■ Source passage ■

%%

System76 is probably the most well-known Linux laptop distributor in the US, their offerings are pretty popular. I know a few people with one of their laptops and all of them are pretty satisfied.
Purism is a bit more "extreme", trying to create an all-libre laptop that avoids proprietary software and hardware. Once their equipment is a bit more stable it's something I'm going to look into more, for now they're still in development though.
This feels like the Onion story “‘No Way To Prevent This,’ Says Only Nation Where This Regularly Happens” that they post after every US mass shooting, just with the picture changed.
Intel will be fixing ME vulnerabilities forever. It has a huge attack surface, but too obscure to get serious resources from them.
Finally it happened. Here's to hoping that after being exposed to this kind of risk, enterprises and regular customers start being more inquisitive about what code gets embedded into their hardware and why.
Finally? That ME thing should be nowhere near private and confidential data. There's constantly bugs being found in it [1][2]. Honestly if you are a large company, organisation, government, etc and you are using Intel or AMD products, then you are being very irresponsible. There is no excuse, enough information is out there that even a non-technical CTO should know better.
There is quite literally no viable alternative to x86 for 95% (more like 99.9%, but I am being generous) of the server and workstation market. Pretending like there is and anyone choosing x86 is irresponsible is just being a smug fool.

%%

■ Extracted records ■
%%

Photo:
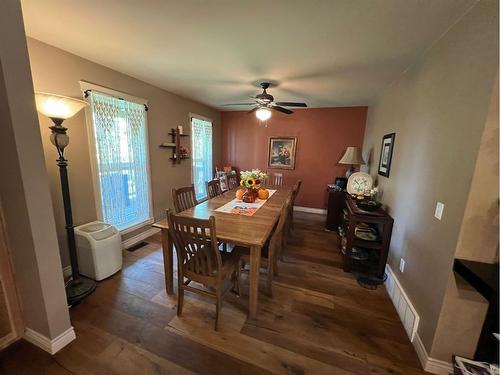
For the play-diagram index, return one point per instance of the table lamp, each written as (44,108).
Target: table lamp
(352,157)
(59,108)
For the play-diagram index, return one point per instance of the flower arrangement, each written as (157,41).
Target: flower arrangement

%%

■ Prompt ■
From the forum thread on Linux laptops and Intel ME above, pull out the passage from "This feels like" to "should know better." word for word.

■ Result of the task ■
This feels like the Onion story “‘No Way To Prevent This,’ Says Only Nation Where This Regularly Happens” that they post after every US mass shooting, just with the picture changed.
Intel will be fixing ME vulnerabilities forever. It has a huge attack surface, but too obscure to get serious resources from them.
Finally it happened. Here's to hoping that after being exposed to this kind of risk, enterprises and regular customers start being more inquisitive about what code gets embedded into their hardware and why.
Finally? That ME thing should be nowhere near private and confidential data. There's constantly bugs being found in it [1][2]. Honestly if you are a large company, organisation, government, etc and you are using Intel or AMD products, then you are being very irresponsible. There is no excuse, enough information is out there that even a non-technical CTO should know better.